▶ _ACTIVITY_: Your task is to give the number of lines below that contain "brick". Give no other text.

Start of THE DATA

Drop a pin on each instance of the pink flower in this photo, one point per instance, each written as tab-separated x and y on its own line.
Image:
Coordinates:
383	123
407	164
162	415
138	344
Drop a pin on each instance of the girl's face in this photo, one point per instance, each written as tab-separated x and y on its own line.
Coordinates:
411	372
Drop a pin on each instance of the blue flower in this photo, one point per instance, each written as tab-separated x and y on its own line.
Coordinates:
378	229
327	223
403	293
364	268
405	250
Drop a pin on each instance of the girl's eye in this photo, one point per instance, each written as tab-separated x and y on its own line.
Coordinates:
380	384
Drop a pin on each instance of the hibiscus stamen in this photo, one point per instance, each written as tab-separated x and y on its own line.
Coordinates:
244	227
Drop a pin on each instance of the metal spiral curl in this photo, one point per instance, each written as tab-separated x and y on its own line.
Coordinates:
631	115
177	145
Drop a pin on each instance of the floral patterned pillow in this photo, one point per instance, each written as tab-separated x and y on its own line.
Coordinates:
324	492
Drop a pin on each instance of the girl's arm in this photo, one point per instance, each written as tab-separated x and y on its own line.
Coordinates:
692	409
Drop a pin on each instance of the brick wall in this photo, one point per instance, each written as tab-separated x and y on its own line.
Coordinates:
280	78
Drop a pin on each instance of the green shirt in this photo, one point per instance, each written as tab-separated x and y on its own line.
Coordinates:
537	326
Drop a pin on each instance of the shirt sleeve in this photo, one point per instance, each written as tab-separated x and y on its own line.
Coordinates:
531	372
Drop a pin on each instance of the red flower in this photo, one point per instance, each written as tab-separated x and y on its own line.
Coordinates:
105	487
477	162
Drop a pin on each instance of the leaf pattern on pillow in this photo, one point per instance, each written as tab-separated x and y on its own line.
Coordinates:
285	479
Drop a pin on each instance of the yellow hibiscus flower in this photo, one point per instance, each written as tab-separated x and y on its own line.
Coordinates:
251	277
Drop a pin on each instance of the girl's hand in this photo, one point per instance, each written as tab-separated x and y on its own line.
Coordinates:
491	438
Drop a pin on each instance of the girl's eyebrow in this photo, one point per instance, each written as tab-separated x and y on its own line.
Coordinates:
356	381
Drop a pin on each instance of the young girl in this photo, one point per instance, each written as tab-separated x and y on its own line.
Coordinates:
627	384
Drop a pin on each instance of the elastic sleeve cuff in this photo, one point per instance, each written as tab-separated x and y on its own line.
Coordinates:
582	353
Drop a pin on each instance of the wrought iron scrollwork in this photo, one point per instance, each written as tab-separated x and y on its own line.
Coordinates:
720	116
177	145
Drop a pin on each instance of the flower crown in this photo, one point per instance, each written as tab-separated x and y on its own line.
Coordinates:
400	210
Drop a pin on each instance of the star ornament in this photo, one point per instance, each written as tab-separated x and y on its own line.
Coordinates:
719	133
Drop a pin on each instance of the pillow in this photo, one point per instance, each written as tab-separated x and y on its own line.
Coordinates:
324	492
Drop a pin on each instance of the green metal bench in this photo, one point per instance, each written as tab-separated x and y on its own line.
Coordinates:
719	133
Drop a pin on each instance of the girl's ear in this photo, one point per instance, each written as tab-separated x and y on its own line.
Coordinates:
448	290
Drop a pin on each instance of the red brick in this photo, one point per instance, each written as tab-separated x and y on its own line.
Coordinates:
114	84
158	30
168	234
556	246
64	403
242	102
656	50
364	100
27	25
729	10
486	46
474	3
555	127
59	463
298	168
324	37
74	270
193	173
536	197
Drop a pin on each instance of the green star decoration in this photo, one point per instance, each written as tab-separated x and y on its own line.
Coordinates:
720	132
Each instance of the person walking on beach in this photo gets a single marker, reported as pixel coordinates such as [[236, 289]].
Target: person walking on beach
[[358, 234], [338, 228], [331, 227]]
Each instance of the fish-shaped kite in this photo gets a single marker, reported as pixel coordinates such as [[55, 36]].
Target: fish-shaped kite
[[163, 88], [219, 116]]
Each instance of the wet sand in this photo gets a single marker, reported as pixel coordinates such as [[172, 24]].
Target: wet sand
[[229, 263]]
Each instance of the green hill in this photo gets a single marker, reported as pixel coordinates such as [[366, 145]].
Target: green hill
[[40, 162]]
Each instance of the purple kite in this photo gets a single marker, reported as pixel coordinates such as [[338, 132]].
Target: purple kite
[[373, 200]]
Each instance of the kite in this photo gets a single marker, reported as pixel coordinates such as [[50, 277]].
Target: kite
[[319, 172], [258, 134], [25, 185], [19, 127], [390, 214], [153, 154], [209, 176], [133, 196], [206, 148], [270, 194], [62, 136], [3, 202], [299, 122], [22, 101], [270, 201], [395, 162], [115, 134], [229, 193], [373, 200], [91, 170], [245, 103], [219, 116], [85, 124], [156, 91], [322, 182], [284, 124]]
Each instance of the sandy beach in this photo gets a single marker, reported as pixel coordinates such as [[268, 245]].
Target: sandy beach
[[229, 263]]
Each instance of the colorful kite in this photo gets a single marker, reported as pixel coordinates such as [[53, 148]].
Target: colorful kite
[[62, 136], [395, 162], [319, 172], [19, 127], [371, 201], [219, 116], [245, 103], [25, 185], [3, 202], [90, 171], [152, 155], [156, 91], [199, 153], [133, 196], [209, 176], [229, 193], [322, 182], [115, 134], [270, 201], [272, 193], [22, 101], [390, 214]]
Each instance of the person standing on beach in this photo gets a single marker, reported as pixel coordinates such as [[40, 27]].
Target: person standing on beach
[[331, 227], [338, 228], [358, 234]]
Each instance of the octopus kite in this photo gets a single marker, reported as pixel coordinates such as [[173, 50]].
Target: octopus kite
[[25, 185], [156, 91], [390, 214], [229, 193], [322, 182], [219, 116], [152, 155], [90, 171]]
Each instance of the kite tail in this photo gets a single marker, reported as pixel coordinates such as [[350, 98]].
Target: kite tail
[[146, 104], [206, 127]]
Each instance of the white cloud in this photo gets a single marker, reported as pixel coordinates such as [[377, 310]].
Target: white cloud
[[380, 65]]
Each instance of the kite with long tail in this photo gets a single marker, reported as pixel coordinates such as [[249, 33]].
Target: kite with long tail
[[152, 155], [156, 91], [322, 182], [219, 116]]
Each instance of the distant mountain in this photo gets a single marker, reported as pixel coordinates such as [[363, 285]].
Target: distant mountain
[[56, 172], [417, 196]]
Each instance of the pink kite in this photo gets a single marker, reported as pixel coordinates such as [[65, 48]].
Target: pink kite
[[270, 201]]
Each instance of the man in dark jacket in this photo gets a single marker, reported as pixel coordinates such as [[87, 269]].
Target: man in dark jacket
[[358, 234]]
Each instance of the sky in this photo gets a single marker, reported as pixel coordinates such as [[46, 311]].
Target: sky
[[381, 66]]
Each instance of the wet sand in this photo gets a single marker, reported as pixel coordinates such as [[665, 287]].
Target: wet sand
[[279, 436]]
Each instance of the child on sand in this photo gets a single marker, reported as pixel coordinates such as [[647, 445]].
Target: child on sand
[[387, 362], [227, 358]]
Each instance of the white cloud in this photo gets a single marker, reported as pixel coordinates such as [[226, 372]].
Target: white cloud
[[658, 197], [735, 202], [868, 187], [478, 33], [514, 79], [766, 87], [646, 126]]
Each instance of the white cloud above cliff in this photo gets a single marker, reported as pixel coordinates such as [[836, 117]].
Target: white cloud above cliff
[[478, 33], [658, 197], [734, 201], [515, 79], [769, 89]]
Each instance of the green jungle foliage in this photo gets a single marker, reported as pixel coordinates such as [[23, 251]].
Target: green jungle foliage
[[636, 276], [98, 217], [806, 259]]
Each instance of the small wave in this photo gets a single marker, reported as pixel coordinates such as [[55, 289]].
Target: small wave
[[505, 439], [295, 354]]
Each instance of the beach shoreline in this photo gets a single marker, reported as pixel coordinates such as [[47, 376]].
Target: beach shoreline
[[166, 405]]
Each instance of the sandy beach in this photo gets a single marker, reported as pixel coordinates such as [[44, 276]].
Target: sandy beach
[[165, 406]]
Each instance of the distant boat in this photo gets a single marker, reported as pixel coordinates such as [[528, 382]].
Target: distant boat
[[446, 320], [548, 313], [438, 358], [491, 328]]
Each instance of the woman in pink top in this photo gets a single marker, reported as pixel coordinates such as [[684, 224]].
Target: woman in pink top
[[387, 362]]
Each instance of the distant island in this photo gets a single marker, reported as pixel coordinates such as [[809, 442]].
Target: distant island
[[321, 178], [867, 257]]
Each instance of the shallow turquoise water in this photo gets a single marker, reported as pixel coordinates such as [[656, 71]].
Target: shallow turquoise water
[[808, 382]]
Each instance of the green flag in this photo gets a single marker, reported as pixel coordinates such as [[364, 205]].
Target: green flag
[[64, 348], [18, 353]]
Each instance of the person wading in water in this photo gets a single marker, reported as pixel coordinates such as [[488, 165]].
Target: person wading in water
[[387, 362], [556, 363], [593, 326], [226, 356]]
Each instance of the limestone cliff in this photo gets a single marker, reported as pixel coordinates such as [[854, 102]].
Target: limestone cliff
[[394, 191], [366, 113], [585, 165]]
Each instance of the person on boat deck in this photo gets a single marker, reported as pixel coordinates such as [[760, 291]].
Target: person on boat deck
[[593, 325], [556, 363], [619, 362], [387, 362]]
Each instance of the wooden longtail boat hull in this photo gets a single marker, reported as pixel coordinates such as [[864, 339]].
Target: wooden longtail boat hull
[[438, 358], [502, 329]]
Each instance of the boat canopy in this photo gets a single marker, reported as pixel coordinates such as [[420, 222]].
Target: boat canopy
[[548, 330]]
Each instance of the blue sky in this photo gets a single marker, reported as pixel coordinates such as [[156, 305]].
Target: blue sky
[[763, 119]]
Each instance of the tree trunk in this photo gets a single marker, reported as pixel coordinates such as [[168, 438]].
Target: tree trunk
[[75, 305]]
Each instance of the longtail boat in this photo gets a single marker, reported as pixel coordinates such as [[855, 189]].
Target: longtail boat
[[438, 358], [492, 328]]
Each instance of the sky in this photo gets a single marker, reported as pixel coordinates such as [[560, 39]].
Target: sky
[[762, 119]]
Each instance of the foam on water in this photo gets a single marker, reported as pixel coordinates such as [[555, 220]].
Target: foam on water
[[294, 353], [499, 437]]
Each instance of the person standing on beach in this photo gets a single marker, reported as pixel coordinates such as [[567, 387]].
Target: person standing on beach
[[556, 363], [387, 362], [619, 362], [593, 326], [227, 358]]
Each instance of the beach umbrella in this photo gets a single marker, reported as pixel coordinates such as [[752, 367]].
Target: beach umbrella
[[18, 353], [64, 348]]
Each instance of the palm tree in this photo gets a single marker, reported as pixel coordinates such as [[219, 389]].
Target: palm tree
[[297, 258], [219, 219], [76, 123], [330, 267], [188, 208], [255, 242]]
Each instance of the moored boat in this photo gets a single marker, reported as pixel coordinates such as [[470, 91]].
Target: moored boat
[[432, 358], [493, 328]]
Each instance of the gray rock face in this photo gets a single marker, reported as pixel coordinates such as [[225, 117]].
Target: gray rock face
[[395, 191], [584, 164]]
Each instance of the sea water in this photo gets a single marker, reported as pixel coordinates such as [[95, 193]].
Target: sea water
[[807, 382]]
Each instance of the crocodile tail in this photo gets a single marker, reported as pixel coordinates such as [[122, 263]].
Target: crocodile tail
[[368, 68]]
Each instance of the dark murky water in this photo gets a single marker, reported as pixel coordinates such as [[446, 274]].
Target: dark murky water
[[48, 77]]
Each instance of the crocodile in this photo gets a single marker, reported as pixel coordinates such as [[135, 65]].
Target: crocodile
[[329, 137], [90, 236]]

End of THE DATA

▶ _THE COMPLETED TASK_: 2